## Requisitos do exercício
Reproduza sem nenhuma alteração o trecho do texto sobre honorários advocatícios que vai de "Valor alto de" até "de delação premiada.", com essas palavras incluídas.

## Texto selecionado
Valor alto de honorários não é suficiente para investigar escritório
30 de agosto de 2015, 15h35
Os últimos desdobramentos da operação Lava Jato demonstram efetivo interesse na atuação dos profissionais da advocacia. Foram semanas conturbadas para a profissão, nas quais viu-se advogada renunciar a uma série de mandatos após sua convocação para depor em Comissão Parlamentar de Inquérito a respeito da origem de honorários profissionais pagos por seus clientes, que haviam se comprometido a devolver montantes desviados em acordo de delação premiada.
Em curto espaço de tempo, outra advogada foi impedida de acompanhar o depoimento de seu cliente junto à Polícia Federal, pois foi surpreendida com a informação de que também deveria depor, em decorrência de comunicação com o cliente, em tese protegida por sigilo profissional.
Na semana em que se comemorou o Dia do Advogado, a fase da operação “lava jato” ocorrida à época resultou na prisão de um advogado e no cumprimento de mandados de busca e apreensão em três escritórios de advocacia distintos, visando identificar a origem do pagamento de valores a título de honorários e o destino de tais pagamentos.
Em declaração do Delegado de Polícia Federal que atua no caso, a investigação de escritórios de advocacia é uma nova “frente a ser explorada”, tal qual empresas de consultoria, escritórios de publicidade e propaganda e empresas de fachada, responsáveis por desvios. Quer parecer que episódios como o ocorrido no dia 13 de agosto de 2015 são apenas o início.
Chama atenção o fato de o juiz federal à frente da operação, responsável pela expedição dos mandados de busca cumpridos nos escritórios, ter utilizado como fundamentação teorias e precedentes da Justiça Federal dos Estados Unidos da América.
Em outras oportunidades, examinamos como a legislação federal nos Estados Unidos a partir da década de 1970 passou a se preocupar com a utilização de valores de origem supostamente ilícita para a contratação de advogados. Mediante duas importantes leis, o Racketeer Influenced and Corrupt Organizations Act – RICO e o Continuing Criminal Enterprise Act – CCE, foi revitalizado o uso do confisco penal in personam como meio de punição, devido ao crescimento contínuo da criminalidade dita ‘organizada’ e a ameaça do abuso de drogas no país, bem como seu respectivo impacto na economia e na saúde pública, sob a lógica “follow the money”.
Visando expandir o uso do confisco penal, o Comprehensive Forfeiture Act – CFA foi editado com o propósito de refinar as provisões atinentes ao confisco a fim de permitir o uso deste instituto como um mecanismo efetivo de controle da criminalidade, possibilitando (i) a expedição de um mandado de confisco previamente ao indiciamento, (ii) a invalidação de transferências impróprias de bens previamente à condenação e (iii) a possibilidade de confisco de bens substitutos quando os bens originalmente sujeitos ao confisco estiverem indisponíveis.
Assim, permitiu-se invalidar qualquer transferência de bens, mesmo que anterior à condenação ou mesmo ao indiciamento, sob a ficção jurídica “relation back”, segundo a qual, por não haver título legítimo sobre a propriedade, futura (e incerta) condenação poderia desde logo retroagir para alcançar terceiros, ainda que de boa-fé, com ordens antecipadas de confisco.

## Entradas de anotação por coordenadas

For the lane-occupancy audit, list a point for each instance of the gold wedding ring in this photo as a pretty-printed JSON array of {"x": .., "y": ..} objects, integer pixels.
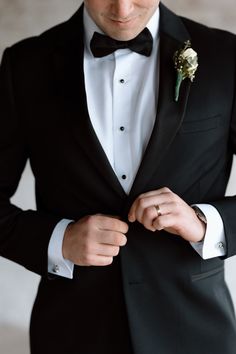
[{"x": 158, "y": 209}]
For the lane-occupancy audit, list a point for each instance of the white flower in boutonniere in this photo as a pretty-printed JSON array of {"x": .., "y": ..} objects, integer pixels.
[{"x": 186, "y": 64}]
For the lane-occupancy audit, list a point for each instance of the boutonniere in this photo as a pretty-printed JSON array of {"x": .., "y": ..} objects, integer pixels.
[{"x": 186, "y": 63}]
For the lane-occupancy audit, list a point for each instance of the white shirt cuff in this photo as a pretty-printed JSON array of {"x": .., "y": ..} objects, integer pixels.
[
  {"x": 214, "y": 243},
  {"x": 57, "y": 264}
]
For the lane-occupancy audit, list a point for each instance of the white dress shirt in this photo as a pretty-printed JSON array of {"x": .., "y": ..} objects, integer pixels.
[{"x": 122, "y": 92}]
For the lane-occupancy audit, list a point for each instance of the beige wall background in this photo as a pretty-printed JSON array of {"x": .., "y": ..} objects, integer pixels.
[{"x": 22, "y": 18}]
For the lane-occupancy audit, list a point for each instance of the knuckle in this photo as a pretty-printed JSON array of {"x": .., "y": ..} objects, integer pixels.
[
  {"x": 116, "y": 251},
  {"x": 106, "y": 261},
  {"x": 90, "y": 220}
]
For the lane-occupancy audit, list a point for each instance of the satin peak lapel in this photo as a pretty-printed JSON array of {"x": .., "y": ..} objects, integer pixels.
[{"x": 170, "y": 114}]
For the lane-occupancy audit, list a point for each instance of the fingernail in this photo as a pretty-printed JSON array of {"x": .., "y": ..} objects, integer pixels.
[{"x": 131, "y": 218}]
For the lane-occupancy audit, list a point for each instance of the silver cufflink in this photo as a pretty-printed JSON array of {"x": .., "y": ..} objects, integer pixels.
[{"x": 56, "y": 268}]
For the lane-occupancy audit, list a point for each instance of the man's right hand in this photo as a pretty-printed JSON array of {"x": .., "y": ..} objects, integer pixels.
[{"x": 94, "y": 240}]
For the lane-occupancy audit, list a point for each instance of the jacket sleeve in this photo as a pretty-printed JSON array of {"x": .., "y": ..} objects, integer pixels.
[
  {"x": 24, "y": 235},
  {"x": 227, "y": 206}
]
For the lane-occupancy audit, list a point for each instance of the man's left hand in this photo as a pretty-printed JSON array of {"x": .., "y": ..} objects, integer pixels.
[{"x": 164, "y": 210}]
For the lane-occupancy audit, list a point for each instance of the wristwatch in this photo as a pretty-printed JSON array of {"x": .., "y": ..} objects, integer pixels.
[{"x": 201, "y": 216}]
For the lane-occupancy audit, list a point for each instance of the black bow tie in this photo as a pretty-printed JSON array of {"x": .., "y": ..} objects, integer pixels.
[{"x": 102, "y": 45}]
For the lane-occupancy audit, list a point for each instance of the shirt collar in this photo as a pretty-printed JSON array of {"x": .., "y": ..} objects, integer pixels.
[{"x": 90, "y": 26}]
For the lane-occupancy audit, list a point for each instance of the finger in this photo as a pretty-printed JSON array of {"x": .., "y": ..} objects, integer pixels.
[
  {"x": 112, "y": 224},
  {"x": 112, "y": 238},
  {"x": 108, "y": 250},
  {"x": 164, "y": 222},
  {"x": 96, "y": 260},
  {"x": 147, "y": 200}
]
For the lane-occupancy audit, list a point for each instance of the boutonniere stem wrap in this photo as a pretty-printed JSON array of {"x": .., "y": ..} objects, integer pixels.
[{"x": 186, "y": 64}]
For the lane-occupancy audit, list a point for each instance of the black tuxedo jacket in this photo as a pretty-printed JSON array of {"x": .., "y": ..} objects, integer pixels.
[{"x": 159, "y": 296}]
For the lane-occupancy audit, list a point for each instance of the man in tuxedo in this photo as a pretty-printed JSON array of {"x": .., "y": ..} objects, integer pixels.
[{"x": 132, "y": 225}]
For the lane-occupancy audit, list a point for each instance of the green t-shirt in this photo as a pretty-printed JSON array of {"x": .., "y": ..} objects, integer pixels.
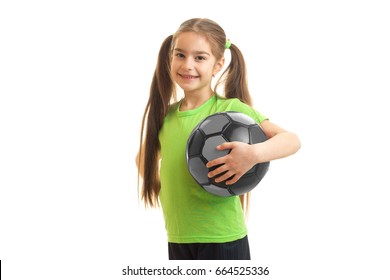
[{"x": 191, "y": 214}]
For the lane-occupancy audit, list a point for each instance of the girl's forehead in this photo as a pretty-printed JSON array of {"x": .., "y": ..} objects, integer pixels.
[{"x": 192, "y": 40}]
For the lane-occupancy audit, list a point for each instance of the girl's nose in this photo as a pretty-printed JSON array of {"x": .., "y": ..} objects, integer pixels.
[{"x": 188, "y": 64}]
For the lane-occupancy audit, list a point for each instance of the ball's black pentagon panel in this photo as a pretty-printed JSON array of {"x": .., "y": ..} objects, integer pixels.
[
  {"x": 196, "y": 145},
  {"x": 214, "y": 124},
  {"x": 213, "y": 131},
  {"x": 209, "y": 149},
  {"x": 257, "y": 135},
  {"x": 198, "y": 170},
  {"x": 237, "y": 132}
]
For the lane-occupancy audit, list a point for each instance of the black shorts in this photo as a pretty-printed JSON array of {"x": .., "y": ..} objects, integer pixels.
[{"x": 235, "y": 250}]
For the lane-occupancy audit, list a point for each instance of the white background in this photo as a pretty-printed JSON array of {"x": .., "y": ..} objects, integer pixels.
[{"x": 74, "y": 80}]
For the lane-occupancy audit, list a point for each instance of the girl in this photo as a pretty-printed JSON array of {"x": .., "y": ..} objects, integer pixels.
[{"x": 200, "y": 225}]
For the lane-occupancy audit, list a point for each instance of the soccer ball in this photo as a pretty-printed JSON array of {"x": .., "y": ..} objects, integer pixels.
[{"x": 213, "y": 131}]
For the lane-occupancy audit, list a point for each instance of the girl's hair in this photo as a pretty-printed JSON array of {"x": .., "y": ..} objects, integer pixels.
[{"x": 163, "y": 93}]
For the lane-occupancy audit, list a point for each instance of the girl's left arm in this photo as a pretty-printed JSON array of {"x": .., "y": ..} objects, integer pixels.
[
  {"x": 243, "y": 157},
  {"x": 281, "y": 143}
]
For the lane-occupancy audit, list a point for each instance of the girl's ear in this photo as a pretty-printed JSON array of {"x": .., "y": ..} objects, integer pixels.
[{"x": 218, "y": 65}]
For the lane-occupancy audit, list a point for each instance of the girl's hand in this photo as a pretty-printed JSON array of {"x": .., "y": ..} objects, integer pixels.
[{"x": 240, "y": 159}]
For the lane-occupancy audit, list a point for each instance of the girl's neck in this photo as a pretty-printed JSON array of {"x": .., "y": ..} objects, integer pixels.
[{"x": 194, "y": 100}]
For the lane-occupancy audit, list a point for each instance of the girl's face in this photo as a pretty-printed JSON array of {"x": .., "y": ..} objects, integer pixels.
[{"x": 193, "y": 64}]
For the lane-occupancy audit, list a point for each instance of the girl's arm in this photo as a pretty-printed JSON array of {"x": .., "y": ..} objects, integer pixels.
[{"x": 243, "y": 157}]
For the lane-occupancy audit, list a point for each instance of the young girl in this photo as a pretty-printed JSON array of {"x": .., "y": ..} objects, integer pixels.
[{"x": 200, "y": 225}]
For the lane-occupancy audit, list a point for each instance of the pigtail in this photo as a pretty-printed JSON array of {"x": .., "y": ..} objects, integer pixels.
[
  {"x": 161, "y": 91},
  {"x": 236, "y": 85}
]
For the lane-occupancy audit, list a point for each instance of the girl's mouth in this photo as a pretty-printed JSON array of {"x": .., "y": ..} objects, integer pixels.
[{"x": 188, "y": 77}]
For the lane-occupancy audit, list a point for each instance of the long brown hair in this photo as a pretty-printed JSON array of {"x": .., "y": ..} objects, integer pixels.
[{"x": 162, "y": 94}]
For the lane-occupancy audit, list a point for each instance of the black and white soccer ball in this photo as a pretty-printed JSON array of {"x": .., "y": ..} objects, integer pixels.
[{"x": 213, "y": 131}]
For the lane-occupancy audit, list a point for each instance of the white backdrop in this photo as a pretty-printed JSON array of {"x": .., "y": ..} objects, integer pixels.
[{"x": 74, "y": 80}]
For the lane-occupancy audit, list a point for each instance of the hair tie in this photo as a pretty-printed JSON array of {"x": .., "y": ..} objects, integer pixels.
[{"x": 228, "y": 44}]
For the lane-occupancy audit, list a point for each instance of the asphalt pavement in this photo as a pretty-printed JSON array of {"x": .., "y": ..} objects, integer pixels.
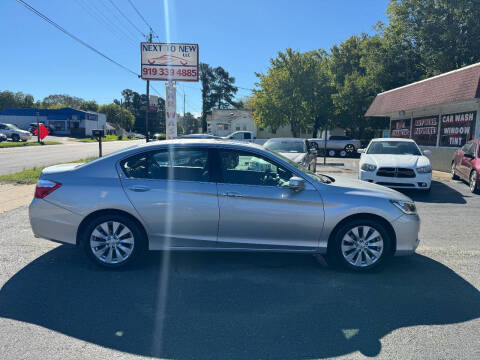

## Resultado correto
Valor alto de honorários não é suficiente para investigar escritório
30 de agosto de 2015, 15h35
Os últimos desdobramentos da operação Lava Jato demonstram efetivo interesse na atuação dos profissionais da advocacia. Foram semanas conturbadas para a profissão, nas quais viu-se advogada renunciar a uma série de mandatos após sua convocação para depor em Comissão Parlamentar de Inquérito a respeito da origem de honorários profissionais pagos por seus clientes, que haviam se comprometido a devolver montantes desviados em acordo de delação premiada.